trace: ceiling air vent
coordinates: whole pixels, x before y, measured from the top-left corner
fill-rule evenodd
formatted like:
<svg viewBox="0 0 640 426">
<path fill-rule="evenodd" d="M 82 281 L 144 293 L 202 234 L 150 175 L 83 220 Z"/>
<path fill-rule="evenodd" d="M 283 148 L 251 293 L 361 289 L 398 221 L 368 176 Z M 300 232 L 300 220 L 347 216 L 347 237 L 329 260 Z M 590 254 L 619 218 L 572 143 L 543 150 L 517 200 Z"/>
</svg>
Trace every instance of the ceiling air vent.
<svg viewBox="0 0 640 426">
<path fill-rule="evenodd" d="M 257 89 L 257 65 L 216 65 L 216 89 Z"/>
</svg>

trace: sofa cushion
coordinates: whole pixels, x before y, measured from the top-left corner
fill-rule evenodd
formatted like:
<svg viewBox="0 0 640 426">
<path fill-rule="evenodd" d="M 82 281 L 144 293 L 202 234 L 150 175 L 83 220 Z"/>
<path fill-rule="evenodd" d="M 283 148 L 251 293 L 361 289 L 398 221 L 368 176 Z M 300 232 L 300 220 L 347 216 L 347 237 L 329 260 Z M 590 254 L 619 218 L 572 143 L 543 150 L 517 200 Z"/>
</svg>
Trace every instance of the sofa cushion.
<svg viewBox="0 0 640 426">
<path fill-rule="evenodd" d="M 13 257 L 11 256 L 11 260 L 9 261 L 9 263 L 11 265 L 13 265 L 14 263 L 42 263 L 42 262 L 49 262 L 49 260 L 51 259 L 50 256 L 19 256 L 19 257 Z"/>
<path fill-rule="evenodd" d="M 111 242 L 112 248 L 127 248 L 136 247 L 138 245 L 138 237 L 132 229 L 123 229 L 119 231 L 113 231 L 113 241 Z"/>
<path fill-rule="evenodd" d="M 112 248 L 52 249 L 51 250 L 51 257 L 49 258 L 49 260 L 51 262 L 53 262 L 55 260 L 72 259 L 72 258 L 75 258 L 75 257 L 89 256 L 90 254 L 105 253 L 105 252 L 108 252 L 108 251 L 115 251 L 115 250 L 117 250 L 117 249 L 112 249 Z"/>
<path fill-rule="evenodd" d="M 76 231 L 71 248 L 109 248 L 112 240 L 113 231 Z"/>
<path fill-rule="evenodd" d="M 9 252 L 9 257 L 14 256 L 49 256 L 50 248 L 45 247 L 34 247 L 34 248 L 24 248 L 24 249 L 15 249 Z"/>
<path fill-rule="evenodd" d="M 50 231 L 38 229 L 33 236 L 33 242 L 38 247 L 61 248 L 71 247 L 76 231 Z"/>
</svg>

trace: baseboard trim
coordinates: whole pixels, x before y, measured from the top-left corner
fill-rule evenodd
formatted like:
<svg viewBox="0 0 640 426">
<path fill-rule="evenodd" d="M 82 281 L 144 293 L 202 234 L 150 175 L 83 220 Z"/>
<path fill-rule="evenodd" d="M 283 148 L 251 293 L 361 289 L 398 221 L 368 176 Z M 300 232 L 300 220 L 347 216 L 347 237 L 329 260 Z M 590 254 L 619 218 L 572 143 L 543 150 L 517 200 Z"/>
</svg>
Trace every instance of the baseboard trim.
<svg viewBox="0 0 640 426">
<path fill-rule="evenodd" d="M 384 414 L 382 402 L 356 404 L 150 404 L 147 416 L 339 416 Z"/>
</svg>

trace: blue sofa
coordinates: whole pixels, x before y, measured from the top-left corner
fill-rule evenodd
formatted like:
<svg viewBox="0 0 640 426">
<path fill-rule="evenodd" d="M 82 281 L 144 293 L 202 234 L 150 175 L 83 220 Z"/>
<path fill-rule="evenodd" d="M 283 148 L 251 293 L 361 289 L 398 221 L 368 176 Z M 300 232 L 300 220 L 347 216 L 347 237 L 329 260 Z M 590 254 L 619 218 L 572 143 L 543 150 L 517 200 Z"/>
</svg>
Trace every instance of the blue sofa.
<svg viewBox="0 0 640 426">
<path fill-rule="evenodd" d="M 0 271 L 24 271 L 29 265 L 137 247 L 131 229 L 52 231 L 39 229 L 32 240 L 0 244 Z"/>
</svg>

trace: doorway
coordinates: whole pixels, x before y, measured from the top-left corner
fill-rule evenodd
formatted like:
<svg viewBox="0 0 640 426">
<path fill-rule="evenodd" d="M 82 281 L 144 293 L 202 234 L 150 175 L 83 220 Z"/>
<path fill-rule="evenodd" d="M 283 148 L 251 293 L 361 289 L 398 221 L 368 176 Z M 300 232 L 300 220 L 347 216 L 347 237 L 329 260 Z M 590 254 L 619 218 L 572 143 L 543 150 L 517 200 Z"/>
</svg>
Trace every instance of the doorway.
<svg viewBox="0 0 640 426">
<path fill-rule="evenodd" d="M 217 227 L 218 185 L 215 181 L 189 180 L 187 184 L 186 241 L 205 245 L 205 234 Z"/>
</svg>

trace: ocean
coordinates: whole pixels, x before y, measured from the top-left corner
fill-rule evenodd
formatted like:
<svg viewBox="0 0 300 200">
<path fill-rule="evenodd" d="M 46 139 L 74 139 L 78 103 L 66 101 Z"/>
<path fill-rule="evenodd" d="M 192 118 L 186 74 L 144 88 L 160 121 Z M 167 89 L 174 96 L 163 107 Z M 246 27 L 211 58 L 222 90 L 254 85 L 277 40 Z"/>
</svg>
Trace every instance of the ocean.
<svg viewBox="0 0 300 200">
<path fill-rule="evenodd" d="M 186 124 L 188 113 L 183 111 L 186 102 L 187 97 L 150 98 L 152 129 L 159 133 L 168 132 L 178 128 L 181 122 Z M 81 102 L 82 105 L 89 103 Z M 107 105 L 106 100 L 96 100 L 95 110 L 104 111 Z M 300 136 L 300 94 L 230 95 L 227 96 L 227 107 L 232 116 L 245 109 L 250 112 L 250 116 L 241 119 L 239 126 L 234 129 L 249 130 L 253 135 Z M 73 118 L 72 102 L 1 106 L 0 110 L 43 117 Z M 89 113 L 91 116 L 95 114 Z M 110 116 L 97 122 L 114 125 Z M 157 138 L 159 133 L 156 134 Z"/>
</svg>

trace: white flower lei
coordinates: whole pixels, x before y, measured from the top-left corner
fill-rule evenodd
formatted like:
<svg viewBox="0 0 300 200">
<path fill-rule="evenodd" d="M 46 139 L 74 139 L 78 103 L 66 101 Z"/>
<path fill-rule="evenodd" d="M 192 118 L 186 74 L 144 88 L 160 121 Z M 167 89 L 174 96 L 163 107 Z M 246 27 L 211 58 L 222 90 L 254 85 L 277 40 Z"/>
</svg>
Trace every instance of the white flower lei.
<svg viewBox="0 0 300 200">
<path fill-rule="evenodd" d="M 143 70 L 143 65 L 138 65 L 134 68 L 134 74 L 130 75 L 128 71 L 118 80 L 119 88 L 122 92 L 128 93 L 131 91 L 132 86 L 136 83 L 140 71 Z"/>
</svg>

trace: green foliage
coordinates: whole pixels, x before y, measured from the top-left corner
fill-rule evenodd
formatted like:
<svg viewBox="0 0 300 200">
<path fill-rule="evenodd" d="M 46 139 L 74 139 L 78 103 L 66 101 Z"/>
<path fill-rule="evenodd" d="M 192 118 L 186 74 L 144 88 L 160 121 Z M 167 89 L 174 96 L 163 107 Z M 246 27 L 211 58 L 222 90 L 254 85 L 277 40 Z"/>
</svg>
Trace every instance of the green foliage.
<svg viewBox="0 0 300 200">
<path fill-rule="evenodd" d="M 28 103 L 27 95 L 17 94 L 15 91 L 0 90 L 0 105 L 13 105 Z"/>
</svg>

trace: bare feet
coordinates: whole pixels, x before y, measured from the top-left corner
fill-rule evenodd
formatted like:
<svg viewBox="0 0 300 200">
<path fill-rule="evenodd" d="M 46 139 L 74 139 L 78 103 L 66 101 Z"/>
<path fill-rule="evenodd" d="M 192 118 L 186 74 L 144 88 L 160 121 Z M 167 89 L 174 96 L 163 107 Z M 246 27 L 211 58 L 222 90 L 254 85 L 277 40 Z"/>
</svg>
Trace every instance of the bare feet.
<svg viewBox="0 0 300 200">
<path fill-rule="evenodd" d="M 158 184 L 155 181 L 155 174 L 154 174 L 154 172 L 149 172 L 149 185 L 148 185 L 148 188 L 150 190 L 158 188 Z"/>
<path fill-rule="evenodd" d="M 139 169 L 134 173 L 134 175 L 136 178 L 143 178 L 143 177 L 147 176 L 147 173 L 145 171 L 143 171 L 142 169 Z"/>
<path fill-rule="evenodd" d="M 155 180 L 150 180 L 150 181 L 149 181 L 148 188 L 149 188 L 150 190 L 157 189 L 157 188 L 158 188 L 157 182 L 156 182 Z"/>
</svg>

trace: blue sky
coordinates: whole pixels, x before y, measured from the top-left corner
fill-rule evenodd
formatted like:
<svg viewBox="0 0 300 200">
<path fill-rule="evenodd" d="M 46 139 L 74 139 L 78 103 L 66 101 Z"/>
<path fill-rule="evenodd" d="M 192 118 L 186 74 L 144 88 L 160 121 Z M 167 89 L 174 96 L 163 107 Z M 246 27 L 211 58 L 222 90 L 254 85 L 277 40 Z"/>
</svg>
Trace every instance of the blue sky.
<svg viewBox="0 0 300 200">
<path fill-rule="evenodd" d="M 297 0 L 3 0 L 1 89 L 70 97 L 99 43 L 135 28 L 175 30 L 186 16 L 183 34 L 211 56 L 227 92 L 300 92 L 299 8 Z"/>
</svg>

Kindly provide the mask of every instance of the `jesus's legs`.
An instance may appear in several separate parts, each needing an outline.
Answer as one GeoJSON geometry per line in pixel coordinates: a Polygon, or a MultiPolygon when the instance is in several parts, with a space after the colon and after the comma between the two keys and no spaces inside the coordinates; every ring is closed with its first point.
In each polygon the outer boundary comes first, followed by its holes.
- - -
▶ [Work task]
Please write out, exactly as they appear above, only the lines in the stretch from the line with "Kindly provide the" through the line with "An instance may".

▶ [Response to the task]
Kindly provide the mask of every instance of the `jesus's legs`.
An instance may appear in several separate parts, each needing an outline.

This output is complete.